GIVEN INSTRUCTION: Repeat everything in the material from the line containing "Target: weathered fence plank" down to the line containing "371 0 L 348", including both of those lines.

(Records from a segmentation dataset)
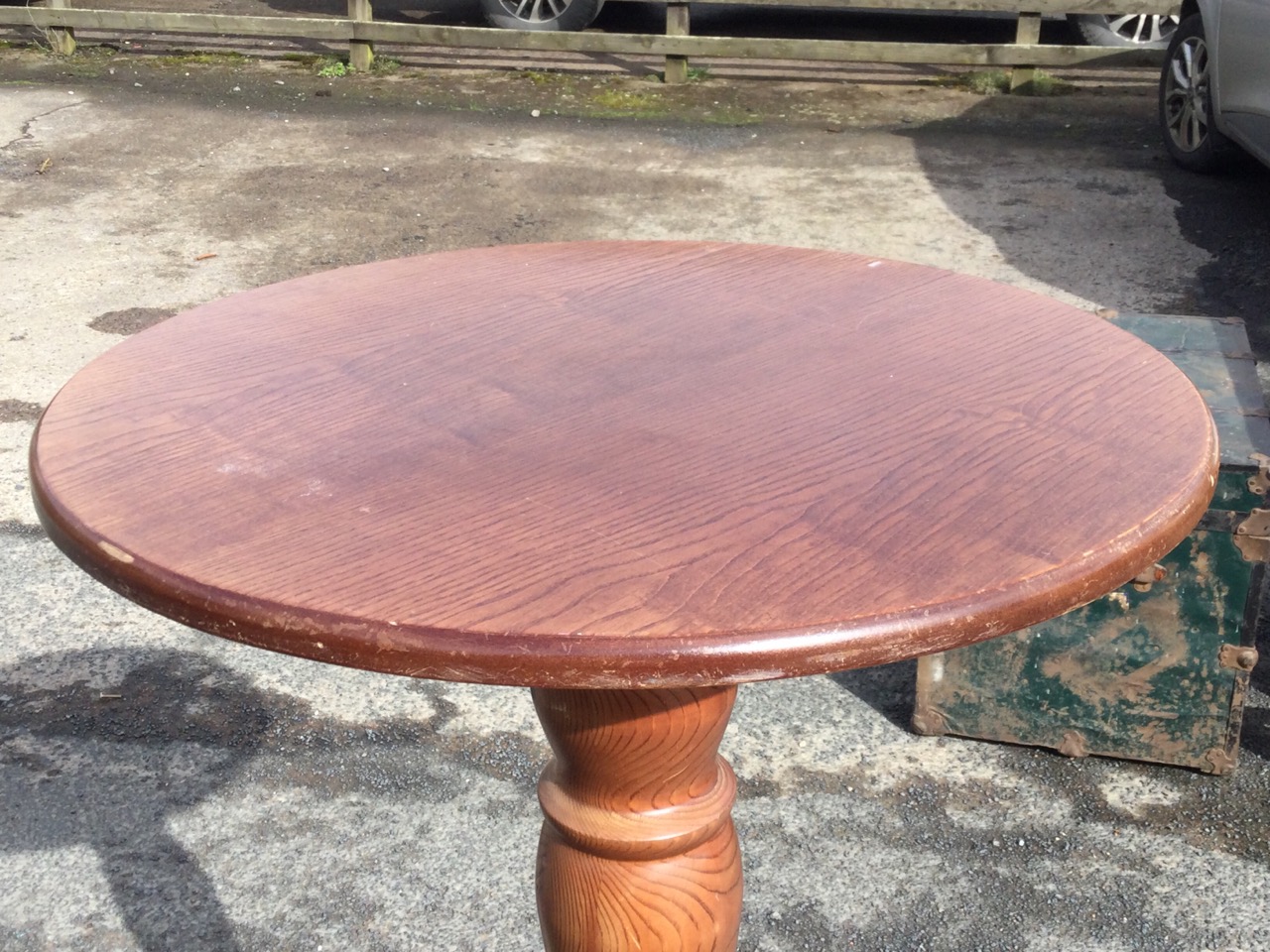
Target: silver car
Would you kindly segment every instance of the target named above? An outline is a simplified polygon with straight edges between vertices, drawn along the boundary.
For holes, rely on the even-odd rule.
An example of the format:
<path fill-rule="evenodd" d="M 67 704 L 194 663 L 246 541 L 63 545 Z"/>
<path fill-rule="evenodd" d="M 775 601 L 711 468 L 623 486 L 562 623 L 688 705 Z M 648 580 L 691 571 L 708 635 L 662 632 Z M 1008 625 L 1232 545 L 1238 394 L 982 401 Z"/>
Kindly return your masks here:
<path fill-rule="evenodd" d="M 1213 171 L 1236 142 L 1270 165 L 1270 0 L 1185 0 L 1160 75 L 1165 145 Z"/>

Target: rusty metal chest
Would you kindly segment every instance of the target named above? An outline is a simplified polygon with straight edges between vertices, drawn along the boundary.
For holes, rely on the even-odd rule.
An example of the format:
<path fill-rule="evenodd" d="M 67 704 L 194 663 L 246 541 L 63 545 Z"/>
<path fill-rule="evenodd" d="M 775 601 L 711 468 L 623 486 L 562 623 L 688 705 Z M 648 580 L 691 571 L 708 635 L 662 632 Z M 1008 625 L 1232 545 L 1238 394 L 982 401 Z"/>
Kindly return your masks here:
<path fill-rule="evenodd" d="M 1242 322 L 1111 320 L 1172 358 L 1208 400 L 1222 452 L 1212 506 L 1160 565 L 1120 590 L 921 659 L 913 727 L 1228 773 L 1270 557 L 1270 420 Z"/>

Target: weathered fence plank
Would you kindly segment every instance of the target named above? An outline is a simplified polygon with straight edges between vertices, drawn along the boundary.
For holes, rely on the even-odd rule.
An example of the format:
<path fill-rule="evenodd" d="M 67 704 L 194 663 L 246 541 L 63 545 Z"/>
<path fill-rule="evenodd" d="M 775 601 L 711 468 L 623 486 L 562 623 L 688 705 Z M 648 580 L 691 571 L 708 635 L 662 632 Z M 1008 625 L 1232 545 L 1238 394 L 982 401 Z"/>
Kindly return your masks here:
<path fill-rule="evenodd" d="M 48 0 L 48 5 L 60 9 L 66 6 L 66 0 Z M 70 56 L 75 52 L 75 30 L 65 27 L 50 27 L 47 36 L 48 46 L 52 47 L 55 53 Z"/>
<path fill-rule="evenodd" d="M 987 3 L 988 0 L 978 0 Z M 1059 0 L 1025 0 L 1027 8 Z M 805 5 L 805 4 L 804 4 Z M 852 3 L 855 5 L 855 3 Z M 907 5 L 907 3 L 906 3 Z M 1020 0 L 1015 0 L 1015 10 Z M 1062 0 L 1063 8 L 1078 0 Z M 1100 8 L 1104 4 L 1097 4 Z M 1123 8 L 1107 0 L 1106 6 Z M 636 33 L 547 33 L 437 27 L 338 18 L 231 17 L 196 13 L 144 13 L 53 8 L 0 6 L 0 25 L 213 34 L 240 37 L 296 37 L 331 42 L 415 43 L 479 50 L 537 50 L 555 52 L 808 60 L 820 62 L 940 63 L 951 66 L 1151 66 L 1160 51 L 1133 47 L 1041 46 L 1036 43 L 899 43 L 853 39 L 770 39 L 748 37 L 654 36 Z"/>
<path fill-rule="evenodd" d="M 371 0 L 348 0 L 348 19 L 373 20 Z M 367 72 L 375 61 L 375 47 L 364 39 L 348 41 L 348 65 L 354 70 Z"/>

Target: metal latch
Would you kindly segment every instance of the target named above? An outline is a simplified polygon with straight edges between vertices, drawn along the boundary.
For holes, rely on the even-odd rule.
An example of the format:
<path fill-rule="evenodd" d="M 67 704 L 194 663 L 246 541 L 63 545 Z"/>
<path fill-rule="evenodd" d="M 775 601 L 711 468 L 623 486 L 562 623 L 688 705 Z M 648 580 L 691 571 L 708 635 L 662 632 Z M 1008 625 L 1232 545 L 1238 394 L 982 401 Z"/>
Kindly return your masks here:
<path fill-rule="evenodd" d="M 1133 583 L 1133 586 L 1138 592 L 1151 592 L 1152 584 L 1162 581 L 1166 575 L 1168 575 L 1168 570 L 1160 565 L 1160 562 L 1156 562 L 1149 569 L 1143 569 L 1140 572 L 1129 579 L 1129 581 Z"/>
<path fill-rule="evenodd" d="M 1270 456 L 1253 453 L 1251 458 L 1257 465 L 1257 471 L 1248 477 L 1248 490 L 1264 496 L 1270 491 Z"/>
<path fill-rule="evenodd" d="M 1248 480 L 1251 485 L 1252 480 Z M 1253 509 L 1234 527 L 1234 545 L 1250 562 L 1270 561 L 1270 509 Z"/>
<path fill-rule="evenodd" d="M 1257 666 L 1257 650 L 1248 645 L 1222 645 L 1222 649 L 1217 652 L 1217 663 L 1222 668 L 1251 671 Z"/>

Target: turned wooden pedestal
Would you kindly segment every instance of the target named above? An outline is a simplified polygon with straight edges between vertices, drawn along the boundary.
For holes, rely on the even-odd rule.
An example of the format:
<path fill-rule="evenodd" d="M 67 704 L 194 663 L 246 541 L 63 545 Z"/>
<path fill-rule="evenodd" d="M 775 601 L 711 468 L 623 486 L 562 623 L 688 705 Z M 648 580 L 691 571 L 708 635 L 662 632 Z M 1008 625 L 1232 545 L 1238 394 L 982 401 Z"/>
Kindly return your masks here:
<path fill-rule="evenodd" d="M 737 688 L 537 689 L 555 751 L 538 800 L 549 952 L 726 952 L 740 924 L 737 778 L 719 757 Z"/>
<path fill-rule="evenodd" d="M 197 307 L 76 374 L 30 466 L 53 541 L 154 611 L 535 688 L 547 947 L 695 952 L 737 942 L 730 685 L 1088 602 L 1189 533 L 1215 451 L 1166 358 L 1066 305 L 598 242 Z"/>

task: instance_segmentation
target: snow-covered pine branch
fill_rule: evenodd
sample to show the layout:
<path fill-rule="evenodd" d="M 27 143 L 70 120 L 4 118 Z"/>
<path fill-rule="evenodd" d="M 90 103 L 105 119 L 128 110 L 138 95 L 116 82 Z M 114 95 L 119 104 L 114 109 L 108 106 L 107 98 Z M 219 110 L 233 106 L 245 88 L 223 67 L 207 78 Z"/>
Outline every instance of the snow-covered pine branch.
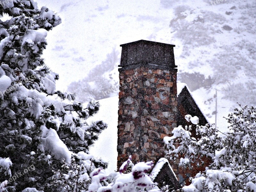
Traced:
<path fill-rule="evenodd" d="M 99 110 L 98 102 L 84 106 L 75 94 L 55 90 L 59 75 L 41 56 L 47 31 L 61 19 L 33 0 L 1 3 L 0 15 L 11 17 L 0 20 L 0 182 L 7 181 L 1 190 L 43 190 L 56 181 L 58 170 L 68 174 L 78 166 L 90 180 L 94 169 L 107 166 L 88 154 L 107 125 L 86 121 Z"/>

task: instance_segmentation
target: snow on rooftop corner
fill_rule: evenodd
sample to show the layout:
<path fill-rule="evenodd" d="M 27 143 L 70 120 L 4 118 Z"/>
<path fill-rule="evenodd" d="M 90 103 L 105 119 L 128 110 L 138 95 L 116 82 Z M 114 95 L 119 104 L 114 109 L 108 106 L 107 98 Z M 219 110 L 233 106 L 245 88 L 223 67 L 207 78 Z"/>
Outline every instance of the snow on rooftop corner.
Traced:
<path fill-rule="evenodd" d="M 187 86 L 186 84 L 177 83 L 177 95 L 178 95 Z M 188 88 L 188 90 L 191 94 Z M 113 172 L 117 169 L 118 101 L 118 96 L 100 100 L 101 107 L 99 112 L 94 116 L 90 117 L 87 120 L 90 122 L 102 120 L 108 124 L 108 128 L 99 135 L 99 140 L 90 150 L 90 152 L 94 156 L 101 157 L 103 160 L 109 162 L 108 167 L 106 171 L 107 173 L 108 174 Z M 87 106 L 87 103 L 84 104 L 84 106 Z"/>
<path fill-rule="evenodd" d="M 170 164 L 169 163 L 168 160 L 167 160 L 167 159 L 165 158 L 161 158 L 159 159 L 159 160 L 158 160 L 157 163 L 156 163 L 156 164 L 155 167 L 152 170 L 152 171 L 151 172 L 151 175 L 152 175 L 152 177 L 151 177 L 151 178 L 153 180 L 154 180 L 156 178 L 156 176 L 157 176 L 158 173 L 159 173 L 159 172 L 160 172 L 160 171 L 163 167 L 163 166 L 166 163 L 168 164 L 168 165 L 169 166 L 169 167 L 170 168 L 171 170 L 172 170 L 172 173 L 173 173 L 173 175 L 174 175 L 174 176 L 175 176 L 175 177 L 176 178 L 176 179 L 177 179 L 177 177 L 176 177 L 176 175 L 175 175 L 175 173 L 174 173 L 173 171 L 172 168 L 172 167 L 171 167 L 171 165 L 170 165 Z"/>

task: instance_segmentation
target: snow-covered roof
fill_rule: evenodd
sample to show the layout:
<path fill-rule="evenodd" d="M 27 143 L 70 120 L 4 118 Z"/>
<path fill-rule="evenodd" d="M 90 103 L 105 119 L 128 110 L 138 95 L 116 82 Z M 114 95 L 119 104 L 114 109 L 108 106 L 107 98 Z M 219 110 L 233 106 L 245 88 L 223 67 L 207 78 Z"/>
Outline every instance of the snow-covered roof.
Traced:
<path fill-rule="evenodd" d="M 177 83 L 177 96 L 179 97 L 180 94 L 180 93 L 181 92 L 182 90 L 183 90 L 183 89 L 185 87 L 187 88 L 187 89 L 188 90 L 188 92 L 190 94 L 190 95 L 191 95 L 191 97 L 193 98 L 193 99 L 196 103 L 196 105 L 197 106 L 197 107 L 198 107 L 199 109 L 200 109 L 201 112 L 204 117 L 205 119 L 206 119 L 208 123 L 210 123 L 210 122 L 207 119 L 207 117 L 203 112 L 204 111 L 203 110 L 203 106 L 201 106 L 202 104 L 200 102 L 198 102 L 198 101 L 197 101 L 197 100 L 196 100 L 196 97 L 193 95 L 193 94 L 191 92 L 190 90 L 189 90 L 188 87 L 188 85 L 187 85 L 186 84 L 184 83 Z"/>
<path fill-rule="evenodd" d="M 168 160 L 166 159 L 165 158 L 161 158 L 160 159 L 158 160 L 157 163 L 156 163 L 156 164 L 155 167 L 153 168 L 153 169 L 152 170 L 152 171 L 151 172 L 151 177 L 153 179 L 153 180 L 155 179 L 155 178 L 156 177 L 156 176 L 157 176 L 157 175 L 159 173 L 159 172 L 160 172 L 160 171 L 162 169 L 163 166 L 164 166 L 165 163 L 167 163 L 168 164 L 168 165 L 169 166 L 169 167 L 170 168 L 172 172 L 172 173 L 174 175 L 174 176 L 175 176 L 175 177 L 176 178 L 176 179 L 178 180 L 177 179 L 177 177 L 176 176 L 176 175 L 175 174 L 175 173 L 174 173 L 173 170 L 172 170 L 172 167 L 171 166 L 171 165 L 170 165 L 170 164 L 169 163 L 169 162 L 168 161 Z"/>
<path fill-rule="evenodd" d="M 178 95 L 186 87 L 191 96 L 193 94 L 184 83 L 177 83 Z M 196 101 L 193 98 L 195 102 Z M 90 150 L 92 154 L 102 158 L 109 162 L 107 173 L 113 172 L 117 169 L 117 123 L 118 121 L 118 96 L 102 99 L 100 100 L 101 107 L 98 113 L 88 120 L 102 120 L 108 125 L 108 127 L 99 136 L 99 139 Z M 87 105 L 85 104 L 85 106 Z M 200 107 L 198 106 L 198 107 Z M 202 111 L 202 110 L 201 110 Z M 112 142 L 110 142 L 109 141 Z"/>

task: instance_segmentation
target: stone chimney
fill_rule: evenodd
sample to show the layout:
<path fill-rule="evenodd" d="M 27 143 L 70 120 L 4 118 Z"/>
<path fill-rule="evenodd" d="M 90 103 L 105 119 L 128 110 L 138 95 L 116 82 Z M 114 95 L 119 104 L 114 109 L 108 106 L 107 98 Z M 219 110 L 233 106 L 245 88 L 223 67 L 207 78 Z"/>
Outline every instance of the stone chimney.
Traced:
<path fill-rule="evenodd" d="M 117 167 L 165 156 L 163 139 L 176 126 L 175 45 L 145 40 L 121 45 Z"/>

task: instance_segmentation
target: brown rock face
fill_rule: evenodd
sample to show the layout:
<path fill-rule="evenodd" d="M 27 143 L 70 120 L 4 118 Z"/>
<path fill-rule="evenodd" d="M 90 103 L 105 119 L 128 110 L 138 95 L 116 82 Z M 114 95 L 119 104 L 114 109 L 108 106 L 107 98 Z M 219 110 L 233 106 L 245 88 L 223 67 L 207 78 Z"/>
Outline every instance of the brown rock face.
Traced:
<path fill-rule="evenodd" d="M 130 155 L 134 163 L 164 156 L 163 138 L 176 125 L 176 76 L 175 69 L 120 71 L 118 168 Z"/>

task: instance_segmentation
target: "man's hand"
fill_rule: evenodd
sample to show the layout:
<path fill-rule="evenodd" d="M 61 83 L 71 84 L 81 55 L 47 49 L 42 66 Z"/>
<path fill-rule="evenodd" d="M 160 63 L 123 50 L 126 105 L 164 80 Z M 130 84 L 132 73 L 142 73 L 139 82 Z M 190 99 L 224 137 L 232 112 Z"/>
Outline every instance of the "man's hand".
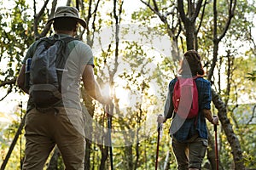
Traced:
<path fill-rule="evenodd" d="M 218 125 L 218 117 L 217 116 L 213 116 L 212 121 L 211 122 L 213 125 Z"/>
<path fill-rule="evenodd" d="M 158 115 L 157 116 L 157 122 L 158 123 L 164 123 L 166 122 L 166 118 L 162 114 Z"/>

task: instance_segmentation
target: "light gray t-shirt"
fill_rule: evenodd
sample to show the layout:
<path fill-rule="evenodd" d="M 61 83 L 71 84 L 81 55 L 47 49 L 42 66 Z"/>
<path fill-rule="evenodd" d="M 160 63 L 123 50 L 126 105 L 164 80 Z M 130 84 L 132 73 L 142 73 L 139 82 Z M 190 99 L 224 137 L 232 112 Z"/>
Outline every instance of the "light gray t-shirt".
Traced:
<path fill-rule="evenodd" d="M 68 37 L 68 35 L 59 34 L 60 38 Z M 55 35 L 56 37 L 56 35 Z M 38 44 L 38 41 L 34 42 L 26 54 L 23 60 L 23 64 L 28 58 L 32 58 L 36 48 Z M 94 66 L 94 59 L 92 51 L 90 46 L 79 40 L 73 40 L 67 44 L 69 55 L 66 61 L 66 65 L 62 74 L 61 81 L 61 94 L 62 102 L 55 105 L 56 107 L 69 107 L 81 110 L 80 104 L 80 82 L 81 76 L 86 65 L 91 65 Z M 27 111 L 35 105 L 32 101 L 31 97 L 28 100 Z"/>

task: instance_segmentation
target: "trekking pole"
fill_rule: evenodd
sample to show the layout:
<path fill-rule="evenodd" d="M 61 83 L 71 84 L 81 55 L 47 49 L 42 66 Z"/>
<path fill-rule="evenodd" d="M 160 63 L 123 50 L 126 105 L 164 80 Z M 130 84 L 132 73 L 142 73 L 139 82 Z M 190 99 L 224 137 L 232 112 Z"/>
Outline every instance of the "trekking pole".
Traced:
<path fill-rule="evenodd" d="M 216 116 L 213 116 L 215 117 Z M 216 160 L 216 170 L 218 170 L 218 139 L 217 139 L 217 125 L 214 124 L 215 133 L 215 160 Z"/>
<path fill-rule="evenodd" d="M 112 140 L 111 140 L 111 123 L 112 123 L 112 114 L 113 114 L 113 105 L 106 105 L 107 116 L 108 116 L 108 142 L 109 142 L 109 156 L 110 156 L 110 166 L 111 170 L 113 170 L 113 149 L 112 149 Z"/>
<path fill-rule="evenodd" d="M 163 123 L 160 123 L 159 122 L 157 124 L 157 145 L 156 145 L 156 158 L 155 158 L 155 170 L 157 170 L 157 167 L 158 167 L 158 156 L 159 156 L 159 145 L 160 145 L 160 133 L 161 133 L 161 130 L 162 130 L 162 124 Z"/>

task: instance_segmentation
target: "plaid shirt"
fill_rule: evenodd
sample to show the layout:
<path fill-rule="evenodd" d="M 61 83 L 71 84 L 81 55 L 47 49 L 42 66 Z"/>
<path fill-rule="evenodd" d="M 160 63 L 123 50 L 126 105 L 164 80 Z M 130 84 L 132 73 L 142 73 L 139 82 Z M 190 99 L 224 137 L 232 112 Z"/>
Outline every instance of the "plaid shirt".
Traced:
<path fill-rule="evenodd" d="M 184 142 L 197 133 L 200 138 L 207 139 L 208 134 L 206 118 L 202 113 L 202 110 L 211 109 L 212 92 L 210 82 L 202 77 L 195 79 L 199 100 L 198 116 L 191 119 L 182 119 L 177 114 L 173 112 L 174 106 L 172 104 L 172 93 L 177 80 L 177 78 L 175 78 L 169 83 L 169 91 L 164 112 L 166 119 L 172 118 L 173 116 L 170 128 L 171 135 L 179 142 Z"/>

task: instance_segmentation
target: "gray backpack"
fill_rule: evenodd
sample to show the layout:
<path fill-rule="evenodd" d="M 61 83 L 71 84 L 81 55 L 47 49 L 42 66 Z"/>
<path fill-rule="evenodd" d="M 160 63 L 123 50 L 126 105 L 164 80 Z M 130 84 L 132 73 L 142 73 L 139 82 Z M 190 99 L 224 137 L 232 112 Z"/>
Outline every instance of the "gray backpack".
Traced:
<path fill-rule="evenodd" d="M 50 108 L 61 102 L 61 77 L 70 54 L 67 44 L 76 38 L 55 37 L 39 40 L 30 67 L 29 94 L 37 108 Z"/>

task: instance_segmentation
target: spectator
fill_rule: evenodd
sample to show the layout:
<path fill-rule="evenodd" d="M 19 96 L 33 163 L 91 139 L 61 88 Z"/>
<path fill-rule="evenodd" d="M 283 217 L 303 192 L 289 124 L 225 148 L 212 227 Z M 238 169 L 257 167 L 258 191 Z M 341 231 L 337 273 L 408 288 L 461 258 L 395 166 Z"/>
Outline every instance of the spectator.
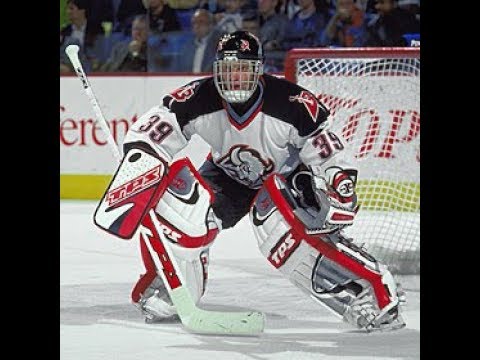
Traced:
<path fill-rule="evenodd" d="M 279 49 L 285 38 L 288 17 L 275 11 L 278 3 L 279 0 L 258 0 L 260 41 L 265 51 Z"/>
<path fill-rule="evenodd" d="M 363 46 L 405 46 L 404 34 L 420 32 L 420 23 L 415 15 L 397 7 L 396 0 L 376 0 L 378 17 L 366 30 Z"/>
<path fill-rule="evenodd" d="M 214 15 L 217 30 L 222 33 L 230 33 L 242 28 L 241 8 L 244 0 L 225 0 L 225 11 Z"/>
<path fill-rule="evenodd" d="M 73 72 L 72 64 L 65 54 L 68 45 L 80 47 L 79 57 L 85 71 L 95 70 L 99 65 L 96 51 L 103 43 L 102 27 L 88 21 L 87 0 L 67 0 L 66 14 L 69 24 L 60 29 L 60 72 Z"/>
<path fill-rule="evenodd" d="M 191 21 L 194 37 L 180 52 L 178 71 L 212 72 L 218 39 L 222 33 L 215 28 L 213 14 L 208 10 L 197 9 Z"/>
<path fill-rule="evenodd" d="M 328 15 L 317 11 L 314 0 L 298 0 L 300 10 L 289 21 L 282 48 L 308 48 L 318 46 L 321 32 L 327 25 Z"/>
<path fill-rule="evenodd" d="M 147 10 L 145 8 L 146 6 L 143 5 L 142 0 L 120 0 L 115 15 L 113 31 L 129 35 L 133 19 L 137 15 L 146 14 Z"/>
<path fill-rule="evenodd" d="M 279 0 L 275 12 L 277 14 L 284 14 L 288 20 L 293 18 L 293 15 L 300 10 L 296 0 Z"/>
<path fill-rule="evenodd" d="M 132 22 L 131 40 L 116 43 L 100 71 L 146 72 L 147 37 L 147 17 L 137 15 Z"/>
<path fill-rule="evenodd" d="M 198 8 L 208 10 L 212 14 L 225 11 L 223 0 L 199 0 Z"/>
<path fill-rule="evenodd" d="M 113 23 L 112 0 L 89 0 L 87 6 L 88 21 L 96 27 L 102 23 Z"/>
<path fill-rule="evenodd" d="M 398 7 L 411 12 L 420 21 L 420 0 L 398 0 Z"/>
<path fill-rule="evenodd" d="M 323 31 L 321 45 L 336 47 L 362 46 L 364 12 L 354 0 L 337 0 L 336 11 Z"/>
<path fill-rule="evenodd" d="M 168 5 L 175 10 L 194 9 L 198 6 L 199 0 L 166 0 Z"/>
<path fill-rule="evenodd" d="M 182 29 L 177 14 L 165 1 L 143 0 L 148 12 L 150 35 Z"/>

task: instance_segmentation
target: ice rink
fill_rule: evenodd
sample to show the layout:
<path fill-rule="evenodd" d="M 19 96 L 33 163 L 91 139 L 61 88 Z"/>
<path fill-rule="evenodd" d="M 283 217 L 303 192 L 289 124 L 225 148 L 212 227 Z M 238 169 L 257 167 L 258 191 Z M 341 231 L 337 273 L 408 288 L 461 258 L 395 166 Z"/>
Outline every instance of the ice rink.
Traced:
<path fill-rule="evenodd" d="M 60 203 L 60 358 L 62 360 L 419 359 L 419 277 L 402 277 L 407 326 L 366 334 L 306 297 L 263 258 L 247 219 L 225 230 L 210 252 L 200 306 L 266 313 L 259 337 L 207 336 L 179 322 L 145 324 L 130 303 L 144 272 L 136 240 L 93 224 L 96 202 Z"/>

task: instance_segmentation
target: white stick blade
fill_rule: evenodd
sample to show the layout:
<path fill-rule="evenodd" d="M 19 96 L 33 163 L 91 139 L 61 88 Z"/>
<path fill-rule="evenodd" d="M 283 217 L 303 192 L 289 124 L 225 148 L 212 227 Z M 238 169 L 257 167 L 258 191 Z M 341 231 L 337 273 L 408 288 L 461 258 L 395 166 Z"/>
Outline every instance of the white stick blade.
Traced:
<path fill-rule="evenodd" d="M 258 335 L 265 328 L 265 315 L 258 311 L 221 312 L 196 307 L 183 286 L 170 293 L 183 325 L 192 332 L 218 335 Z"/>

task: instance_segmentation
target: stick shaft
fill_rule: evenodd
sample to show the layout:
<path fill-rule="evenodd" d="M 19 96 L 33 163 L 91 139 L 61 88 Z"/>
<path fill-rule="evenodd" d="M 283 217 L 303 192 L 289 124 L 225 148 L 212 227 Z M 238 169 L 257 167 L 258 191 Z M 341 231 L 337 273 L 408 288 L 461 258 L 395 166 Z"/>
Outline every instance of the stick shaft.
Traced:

RESULT:
Target: weathered fence plank
Would you kindly segment every instance of the target named above? An outline is a simplified polygon with straight edges between vertices, drawn along the boundary.
For holes, rely on the even-odd rule.
An example of the format:
<path fill-rule="evenodd" d="M 67 704 L 194 663 L 246 541 L 63 545 Z"/>
<path fill-rule="evenodd" d="M 775 601 L 711 468 L 623 486 L 562 623 L 688 705 Z M 648 580 L 691 571 L 708 635 L 662 632 Z M 1008 625 L 1232 545 L 1238 394 L 982 401 Z"/>
Kindly return your masks here:
<path fill-rule="evenodd" d="M 48 0 L 48 5 L 60 9 L 66 6 L 66 0 Z M 70 56 L 75 52 L 75 30 L 65 27 L 50 27 L 47 36 L 48 46 L 52 47 L 55 53 Z"/>
<path fill-rule="evenodd" d="M 987 3 L 988 0 L 978 0 Z M 1059 0 L 1025 0 L 1027 8 Z M 805 5 L 805 4 L 804 4 Z M 852 3 L 855 5 L 855 3 Z M 907 5 L 907 3 L 906 3 Z M 1020 0 L 1015 0 L 1015 10 Z M 1062 0 L 1063 8 L 1078 0 Z M 1100 8 L 1104 4 L 1097 4 Z M 1123 8 L 1107 0 L 1106 6 Z M 636 33 L 547 33 L 437 27 L 338 18 L 231 17 L 196 13 L 144 13 L 53 8 L 0 6 L 0 25 L 213 34 L 240 37 L 296 37 L 331 42 L 415 43 L 479 50 L 537 50 L 555 52 L 808 60 L 820 62 L 940 63 L 951 66 L 1151 66 L 1160 51 L 1133 47 L 1041 46 L 1036 43 L 899 43 L 853 39 L 770 39 L 748 37 L 654 36 Z"/>
<path fill-rule="evenodd" d="M 371 0 L 348 0 L 348 19 L 373 20 Z M 367 72 L 375 61 L 375 47 L 364 39 L 348 41 L 348 65 L 354 70 Z"/>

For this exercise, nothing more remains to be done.